» **What the exercise asks**:
Determine how many lines of the material below contain the string "water", treating uppercase and lowercase as distinct, and give only that number.

-- Start The data --

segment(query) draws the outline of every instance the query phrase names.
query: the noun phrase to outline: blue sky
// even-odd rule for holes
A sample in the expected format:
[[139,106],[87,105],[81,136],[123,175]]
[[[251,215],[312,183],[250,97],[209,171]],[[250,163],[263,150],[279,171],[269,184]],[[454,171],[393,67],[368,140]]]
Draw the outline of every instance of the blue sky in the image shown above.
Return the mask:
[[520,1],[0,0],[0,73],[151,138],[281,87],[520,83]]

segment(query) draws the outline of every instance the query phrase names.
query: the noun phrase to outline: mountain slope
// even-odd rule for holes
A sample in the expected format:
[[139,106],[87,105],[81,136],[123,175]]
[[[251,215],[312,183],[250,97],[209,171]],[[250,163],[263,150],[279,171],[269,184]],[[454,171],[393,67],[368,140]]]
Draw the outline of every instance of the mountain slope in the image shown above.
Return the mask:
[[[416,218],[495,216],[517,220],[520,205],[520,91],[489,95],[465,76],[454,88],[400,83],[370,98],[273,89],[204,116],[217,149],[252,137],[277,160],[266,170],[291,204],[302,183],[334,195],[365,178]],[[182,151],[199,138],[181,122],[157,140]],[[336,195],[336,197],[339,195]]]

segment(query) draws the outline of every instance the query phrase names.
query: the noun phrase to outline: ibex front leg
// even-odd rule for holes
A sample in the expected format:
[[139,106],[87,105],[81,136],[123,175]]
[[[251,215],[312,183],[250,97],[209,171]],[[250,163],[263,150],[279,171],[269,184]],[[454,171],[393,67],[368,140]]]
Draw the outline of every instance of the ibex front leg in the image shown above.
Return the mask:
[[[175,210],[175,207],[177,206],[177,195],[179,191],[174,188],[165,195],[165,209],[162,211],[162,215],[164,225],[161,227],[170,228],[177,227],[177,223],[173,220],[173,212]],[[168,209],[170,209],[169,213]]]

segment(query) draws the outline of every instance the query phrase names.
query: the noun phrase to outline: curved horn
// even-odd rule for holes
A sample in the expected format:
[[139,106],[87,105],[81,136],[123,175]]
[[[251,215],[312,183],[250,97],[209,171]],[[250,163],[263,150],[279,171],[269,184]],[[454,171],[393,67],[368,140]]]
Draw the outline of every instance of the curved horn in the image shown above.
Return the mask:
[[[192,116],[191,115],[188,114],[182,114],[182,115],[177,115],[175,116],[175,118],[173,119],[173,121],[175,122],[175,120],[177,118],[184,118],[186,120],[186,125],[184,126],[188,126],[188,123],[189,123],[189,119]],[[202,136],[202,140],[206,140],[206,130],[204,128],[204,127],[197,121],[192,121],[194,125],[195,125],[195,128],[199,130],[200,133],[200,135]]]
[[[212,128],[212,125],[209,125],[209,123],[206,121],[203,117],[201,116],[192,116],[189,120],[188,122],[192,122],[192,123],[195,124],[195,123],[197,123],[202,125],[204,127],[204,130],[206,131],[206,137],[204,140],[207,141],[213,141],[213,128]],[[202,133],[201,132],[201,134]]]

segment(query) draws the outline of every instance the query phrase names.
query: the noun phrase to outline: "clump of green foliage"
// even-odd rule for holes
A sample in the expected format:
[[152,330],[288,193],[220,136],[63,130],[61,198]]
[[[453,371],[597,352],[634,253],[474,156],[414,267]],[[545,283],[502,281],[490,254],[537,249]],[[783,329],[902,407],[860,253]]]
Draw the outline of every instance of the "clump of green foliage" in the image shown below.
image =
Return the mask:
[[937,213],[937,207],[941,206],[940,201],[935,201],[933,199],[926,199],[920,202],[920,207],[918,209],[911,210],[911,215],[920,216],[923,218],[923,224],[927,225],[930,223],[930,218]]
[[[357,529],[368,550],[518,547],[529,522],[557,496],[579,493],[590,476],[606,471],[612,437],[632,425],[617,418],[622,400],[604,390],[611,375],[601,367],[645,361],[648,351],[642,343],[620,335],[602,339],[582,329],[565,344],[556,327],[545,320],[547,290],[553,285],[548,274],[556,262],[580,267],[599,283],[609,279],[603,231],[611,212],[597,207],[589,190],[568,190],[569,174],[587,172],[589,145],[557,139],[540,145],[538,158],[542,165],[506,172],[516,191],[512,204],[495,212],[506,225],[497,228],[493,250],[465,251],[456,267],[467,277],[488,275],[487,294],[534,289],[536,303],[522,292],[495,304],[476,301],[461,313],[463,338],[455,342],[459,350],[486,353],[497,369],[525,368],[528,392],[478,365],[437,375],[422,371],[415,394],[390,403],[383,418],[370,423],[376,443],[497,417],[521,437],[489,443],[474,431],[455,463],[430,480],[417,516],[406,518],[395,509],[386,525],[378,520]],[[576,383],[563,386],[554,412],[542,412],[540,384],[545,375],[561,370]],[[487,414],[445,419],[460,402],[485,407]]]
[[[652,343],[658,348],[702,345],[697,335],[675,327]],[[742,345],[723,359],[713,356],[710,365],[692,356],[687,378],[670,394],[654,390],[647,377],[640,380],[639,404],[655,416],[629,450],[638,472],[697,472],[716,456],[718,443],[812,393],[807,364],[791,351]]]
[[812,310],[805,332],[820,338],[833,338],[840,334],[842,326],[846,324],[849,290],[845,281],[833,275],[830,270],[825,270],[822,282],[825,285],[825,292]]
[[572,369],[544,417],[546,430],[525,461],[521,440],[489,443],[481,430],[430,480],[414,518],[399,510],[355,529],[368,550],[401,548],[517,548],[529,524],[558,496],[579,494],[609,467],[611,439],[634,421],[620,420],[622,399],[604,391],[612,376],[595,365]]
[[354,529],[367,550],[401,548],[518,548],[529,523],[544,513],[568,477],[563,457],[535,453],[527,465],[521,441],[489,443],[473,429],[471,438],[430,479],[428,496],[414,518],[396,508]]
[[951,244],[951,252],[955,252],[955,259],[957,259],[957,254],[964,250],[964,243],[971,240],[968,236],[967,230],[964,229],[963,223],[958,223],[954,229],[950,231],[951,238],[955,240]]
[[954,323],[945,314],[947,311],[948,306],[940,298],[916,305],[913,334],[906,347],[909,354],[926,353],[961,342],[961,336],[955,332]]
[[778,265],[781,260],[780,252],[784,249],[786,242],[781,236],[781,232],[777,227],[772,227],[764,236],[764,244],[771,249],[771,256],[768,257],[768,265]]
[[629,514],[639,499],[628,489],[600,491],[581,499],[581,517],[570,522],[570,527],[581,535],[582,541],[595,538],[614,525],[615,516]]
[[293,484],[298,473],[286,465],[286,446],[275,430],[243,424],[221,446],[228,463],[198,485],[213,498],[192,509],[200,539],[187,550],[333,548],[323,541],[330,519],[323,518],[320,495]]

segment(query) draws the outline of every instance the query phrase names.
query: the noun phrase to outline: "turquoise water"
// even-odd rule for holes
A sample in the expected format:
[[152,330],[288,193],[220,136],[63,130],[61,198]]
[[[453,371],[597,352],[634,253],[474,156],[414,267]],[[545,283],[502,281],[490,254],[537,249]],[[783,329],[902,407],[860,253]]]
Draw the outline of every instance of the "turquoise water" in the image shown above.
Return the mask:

-- End The data --

» **Solution below**:
2